### REQUEST A
Please set down, word for word, the part of the Campus Sponsorship text that opens with the words containing "Tony Colantonio, Vice" and closes with "in the event.".
### REQUEST B
According to the Campus Sponsorship text, how many applicants did DreamIt have for its third class?

### DOCUMENT
## BEGIN

Tony Colantonio, Vice President of Strategic Partnerships, worked with Dan and Rob on one of the major philanthropy concerts, Rock Your Cause, after having met Dan while at the New Jersey shore a year or so before they launched Campus Sponsorship. The Rock Your Cause concert, a one-time event, was held in the spring of 2009 and was attended by over 3,000 people. The attendees were entertained by rapper Lupe Fiasco and mash-up artist Girl Talk and raised nearly $150,000 for charity. The charities that received the monies were designated by the individual student organizations that took part in the event.

Tony spent three years with Comcast Corporation as Manager of Government and Community Affairs, where he oversaw sponsorship for one of Comcast's regions. Comcast focused on sponsoring smaller community activities, rather than large, national organizations; community groups in the Philadelphia suburbs would approach the company to request support, and Tony would handle the requests. This dovetailed nicely with Tony's interest in volunteerism and sponsorships-he regularly volunteers in several philanthropic and community organizations, including the Leukemia Society and the Lymphoma Society.

Zero to sixty in 12 weeks

Campus Sponsorship was accepted into DreamIt in the summer of 2010, which was the third DreamIt class. DreamIt had over 500 applicants for that third class from all over the world; the process actually began in January of 2010, when the application system on the DreamIt website opened up. The company started its interviews in late February, and concluded them by the end of March, when it made its offers to the 10 selected companies. The kickoff weekend was held in early May. It closed the summer with a Demo Day, an event at which each of the companies presented to a diverse audience that always included lots of private investors and venture capitalists.

For Campus Sponsorship and all applicants, the selection process included two phone interviews, the first of which was a video interview that lasted about 15 minutes for the Campus Sponsorship team. In this first interview, the DreamIt team asked very structured questions during that call, including those regarding the Campus Sponsorship business model, the intended market, as well as the qualifications of the team. This was followed shortly thereafter with a less formal call in which the Campus Sponsorship founders were able to ask their own questions.

## END

### MATERIAL PROVIDED
## BEGIN

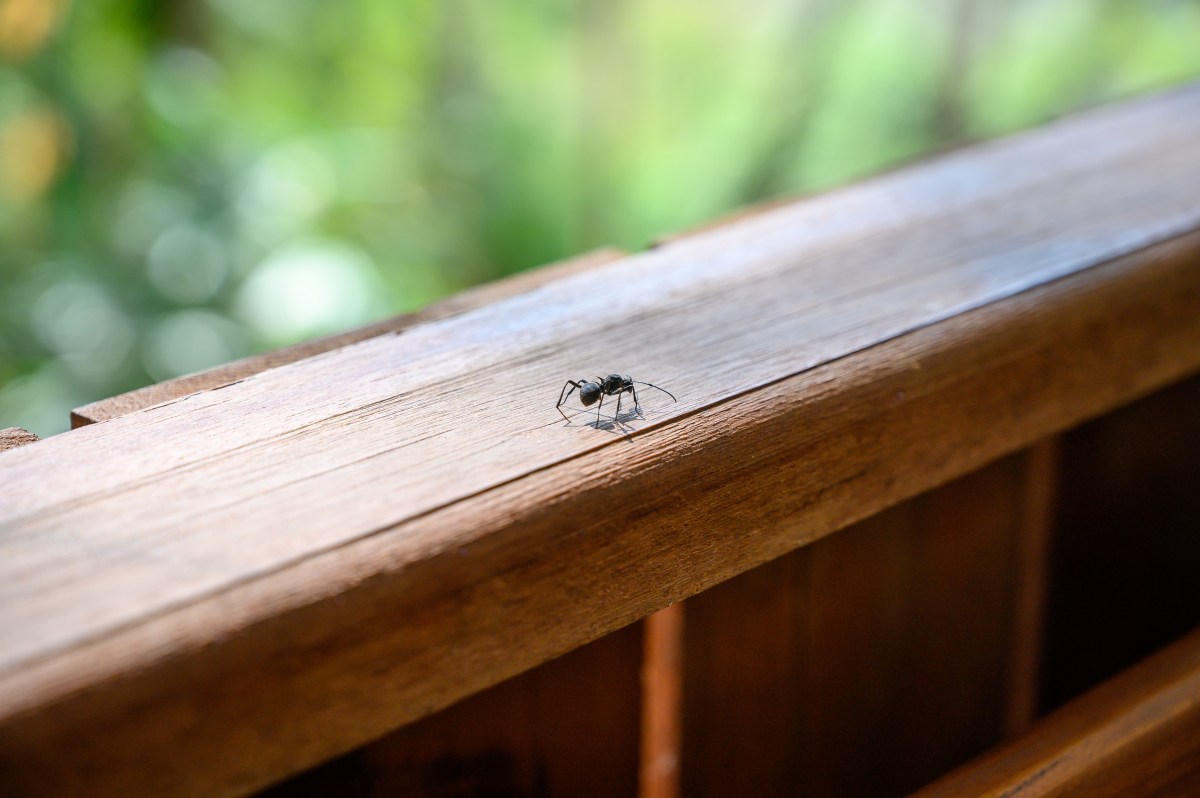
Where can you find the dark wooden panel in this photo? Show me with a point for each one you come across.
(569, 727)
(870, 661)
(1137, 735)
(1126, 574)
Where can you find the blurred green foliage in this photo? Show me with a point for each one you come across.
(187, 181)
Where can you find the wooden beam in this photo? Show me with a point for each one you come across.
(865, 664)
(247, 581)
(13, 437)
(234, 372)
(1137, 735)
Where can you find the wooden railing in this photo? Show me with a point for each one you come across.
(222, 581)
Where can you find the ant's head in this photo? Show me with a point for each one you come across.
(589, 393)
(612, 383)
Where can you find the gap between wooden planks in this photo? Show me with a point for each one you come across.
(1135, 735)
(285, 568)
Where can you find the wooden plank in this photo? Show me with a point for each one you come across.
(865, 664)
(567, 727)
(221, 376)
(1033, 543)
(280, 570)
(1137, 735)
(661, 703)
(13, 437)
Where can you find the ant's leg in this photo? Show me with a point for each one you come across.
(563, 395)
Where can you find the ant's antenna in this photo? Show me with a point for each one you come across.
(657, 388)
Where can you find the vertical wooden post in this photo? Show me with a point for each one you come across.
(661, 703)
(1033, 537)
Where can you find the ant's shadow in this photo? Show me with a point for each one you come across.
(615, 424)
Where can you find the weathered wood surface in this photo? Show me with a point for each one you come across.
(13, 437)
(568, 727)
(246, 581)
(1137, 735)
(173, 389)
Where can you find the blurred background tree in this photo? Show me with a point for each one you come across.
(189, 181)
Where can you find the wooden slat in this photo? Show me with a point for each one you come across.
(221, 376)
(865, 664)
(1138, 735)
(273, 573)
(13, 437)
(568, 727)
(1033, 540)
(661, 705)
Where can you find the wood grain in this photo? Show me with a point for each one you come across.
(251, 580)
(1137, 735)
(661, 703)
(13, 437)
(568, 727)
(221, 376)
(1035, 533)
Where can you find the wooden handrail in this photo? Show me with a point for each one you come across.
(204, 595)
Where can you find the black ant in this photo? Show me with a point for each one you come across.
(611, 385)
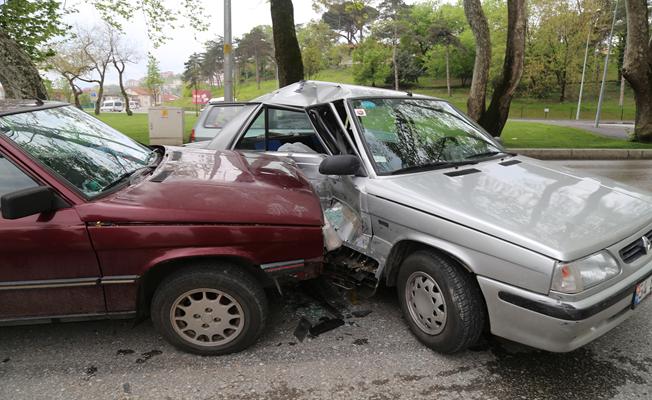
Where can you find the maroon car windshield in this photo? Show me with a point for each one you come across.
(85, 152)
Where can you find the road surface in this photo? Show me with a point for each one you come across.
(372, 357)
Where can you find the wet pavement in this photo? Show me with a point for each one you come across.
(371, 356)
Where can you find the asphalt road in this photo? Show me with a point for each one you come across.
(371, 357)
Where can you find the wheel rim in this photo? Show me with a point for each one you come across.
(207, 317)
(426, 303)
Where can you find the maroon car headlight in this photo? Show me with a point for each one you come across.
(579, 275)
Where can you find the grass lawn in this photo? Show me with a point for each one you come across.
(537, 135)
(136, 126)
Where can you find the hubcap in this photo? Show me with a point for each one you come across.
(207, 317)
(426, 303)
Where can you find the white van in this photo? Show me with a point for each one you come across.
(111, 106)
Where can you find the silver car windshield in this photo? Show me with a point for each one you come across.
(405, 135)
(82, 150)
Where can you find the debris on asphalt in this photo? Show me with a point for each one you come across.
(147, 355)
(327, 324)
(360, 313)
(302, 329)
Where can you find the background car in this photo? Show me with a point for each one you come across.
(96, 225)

## END

### RIGHT ANSWER A
Tony Colantonio, Vice President of Strategic Partnerships, worked with Dan and Rob on one of the major philanthropy concerts, Rock Your Cause, after having met Dan while at the New Jersey shore a year or so before they launched Campus Sponsorship. The Rock Your Cause concert, a one-time event, was held in the spring of 2009 and was attended by over 3,000 people. The attendees were entertained by rapper Lupe Fiasco and mash-up artist Girl Talk and raised nearly $150,000 for charity. The charities that received the monies were designated by the individual student organizations that took part in the event.

### RIGHT ANSWER B
Over 500, from all over the world.